---------- EXCERPT PROVIDED

AN AMBULANCE paramedic who pleaded guilty to the harassment of a female colleague after she discovered an iPhone recording video in the toilets at an ambulance base is to pay his victim €5,000.
Robert Murphy (51), of Lissanalta Grove, Dooradoyle, Limerick, placed the mobile phone in a box of gloves with holes in it on the windowsill of the unisex toilet at the ambulance base in Tyone, Co Tipperary, on May 5 last year.
The father of three, who pleaded guilty at Nenagh District Court to harassment, was confronted about the matter by a female colleague, the court heard. He deleted the file and asked that the matter be taken no further. However, a complaint was made to gardai and Murphy was questioned.
The married man admitted to gardai that he owned the phone and had the device recording female staff in the toilet for his "own pleasure".
Yesterday, solicitor Dan O'Gorman said his client was still working for the HSE but in a "different area". He added that there was an on-going disciplinary investigation, which Murphy was co-operating with.
Judge Elizabeth MacGrath was given a psychological report, which Mr O'Gorman said referred to the "very troubled and extraordinary history" of his client.
Previously, the court heard the 51-year-old moved to Ireland from California to live with relatives when he was eight, after his mother was murdered. His father was sentenced to 10 years after being convicted of conspiracy to commit murder.
Mr O'Gorman told the court yesterday that his client's wife, who was diagnosed with cancer a few years ago, was in court supporting her husband despite receiving further bad news about her illness.
Previously, Mr O'Gorman told Judge MacGrath that Murphy had "succumbed to the temptations that are on the internet" when his wife was receiving treatment.
The court was told there was "nothing to suggest" Murphy was a danger to the public, and a psychological report described him as being a very low risk of reoffending.
The judge was told Murphy was also co-operating with the probation services, who recommended he remain under its supervision for six months.
Judge MacGrath said she had no doubt the incident had a serious effect on the injured party, which she added was "perfectly understandable".
The judge insisted the offer of compensation would not influence her decision when considering the appropriate penalty and acknowledged there was often public disquiet that compensation can "buy your way out of problems in court".
Judge MacGrath said the offer of €5,000 compensation in this case would give the injured party some level of acknowledgement of the pain and damage done to her.
Judge MacGrath ordered Mr Murphy to remain under the supervision of the probation service for another six months.
She adjourned the case until October 18.

--------------------

_REQUIRED WORK:_ Quote the court report from "The father of" up to and including "was co-operating with.". The entries after this point are drawn from a different source than the court report.

---------- PROVIDED INFORMATION

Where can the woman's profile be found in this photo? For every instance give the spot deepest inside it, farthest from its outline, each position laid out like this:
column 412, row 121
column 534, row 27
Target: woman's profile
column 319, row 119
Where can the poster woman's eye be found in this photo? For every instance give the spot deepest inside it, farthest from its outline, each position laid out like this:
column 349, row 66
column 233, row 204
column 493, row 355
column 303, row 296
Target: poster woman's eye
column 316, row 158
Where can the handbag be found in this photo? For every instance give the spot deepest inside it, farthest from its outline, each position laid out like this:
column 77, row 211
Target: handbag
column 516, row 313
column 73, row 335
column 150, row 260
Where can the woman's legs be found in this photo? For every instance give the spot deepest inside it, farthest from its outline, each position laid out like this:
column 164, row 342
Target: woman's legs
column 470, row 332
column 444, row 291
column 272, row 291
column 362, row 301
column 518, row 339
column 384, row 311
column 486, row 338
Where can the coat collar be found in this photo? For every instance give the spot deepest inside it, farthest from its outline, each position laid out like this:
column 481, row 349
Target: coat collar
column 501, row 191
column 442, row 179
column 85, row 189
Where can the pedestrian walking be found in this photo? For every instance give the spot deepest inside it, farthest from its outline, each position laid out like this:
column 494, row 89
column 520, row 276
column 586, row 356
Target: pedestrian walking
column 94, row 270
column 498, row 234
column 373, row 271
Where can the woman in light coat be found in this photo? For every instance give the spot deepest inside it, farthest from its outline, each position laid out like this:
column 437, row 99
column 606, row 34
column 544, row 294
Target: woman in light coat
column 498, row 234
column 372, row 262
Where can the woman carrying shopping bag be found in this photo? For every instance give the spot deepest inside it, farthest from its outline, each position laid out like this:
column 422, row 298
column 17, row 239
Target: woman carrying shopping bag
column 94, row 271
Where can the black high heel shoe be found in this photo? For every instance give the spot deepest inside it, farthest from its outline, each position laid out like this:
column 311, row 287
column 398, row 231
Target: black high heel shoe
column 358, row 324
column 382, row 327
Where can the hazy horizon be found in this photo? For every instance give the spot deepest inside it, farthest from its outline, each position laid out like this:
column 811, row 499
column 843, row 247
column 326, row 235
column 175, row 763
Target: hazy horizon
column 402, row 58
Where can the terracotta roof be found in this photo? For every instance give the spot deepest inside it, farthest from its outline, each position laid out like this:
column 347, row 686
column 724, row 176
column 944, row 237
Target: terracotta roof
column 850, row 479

--------------------

_OUTPUT:_
The father of three, who pleaded guilty at Nenagh District Court to harassment, was confronted about the matter by a female colleague, the court heard. He deleted the file and asked that the matter be taken no further. However, a complaint was made to gardai and Murphy was questioned.
The married man admitted to gardai that he owned the phone and had the device recording female staff in the toilet for his "own pleasure".
Yesterday, solicitor Dan O'Gorman said his client was still working for the HSE but in a "different area". He added that there was an on-going disciplinary investigation, which Murphy was co-operating with.